■ Excerpted passage
Market Making on Prediction Markets: Quoting Both Sides of a Binary Contract
Prediction market volumes have exploded. Kalshi and Polymarket together generated somewhere between $38 and $44 billion in combined trading volume in 2025, depending on methodology: Kalshi counts volume at $1 face value per contract, while Polymarket counts taker notional (contracts multiplied by the price paid), so the figures are not directly comparable. Monthly combined volume hit nearly $24 billion by April 2026. That liquidity has to come from somewhere. Most of it comes from market makers quoting continuous two-sided markets on contracts that settle at exactly $0 or $1. This post covers the mechanics of doing that well.
Why Binary Contracts Are Different
In equities or FX, your inventory risk is diffuse. A stock can trade at $50 tomorrow, or $49, or $51. In a binary prediction contract, there is no diffuse range. The contract pays $1 if the event resolves YES and $0 if it resolves NO. That payoff structure concentrates inventory risk in a specific way: the closer you get to resolution, the more your net position starts to look like a binary option at expiry. A position that looked like modest directional risk at 60 cents becomes a hard $1/$0 gamble in the final hours. Unlike traditional markets where inventory can be held indefinitely, prediction market contracts settle to one of two terminal values, making aggressive position management near resolution non-optional.
The standard market-making P&L identity still applies. You earn the spread on round-trip volume and lose on adverse selection. What changes is the shape of both terms.
Inventory Risk on a 0/1 Payoff
Think of your fair-value estimate as p, the probability of YES. Your bid is p minus half your spread, your offer is p plus half your spread. If you get hit on the bid (someone sells to you), you are now long. If p is 0.50 and you bought at 0.48, your expected P&L on that position is 0.50 - 0.48 = 2 cents, before accounting for the risk that p moves against you.

■ Stated goal A
Print the records from the line with "Exercise. Mark the steep" to the line with "pixel 862 530", both lines included.
The records that follow are separate material with no connection to the text on market making above.

■ Given data
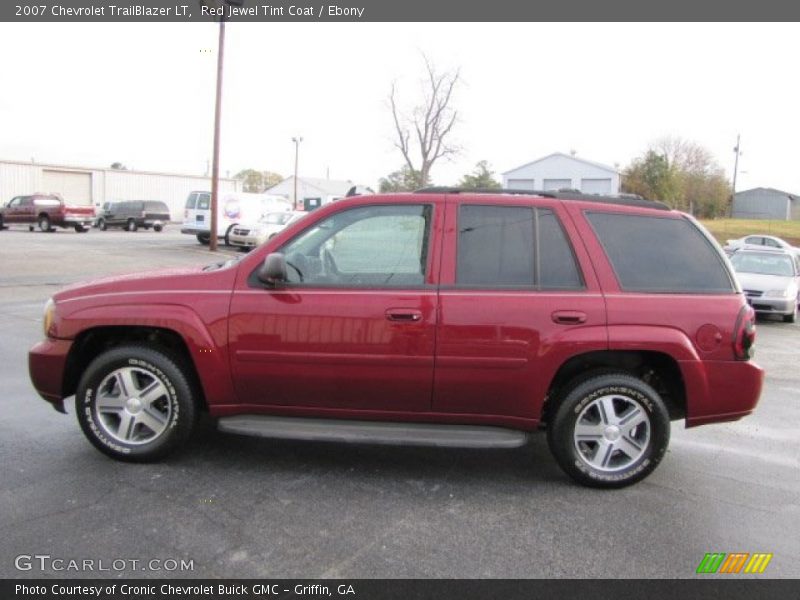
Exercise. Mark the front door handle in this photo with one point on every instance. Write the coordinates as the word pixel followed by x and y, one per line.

==

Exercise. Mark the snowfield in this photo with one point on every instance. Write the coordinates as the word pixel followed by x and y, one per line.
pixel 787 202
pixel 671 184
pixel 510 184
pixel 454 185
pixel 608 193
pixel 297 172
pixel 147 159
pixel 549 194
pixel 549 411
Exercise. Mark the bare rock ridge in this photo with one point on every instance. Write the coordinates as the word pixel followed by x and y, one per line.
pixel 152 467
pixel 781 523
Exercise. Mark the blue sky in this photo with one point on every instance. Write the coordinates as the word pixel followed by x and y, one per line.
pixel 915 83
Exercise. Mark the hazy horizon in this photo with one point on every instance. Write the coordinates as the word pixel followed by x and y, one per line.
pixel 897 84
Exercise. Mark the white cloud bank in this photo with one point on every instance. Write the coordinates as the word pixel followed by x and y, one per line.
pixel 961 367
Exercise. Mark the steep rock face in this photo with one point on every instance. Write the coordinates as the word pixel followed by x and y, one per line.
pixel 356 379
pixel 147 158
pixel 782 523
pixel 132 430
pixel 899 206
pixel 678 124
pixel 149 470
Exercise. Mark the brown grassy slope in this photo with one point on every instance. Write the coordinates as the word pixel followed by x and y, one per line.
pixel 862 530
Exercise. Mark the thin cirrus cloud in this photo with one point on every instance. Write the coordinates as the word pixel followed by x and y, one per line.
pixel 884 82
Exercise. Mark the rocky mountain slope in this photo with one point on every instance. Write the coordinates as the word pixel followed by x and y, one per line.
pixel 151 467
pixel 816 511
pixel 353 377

...

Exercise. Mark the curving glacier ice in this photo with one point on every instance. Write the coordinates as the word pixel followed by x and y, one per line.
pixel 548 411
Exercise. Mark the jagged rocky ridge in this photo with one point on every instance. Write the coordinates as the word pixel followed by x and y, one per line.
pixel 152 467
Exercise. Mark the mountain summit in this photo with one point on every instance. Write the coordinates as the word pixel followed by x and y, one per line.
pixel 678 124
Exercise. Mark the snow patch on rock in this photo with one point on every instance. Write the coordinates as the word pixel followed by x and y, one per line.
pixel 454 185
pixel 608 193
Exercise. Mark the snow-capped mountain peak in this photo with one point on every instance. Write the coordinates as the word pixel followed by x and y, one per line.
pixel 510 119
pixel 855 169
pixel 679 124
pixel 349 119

■ Stated goal B
For each statement, say yes or no on whether it agrees with the text on market making, and quote its deciding words: (i) Kalshi counts volume at $1 face value per contract; (ii) monthly combined volume reached nearly $44 billion by April 2026; (iii) the bid is p plus half the spread.

■ Correct response A
Exercise. Mark the steep rock face in this photo with one point on every instance. Write the coordinates as the word pixel followed by x and y, one per line.
pixel 356 379
pixel 147 158
pixel 782 523
pixel 132 430
pixel 899 206
pixel 678 124
pixel 149 470
Exercise. Mark the brown grassy slope in this photo with one point on every instance. Write the coordinates as the word pixel followed by x and y, one per line.
pixel 862 530

■ Correct response B
(i) Yes: "Kalshi counts volume at $1 face value per contract"
(ii) No: "Monthly combined volume hit nearly $24 billion by April 2026."
(iii) No: "Your bid is p minus half your spread"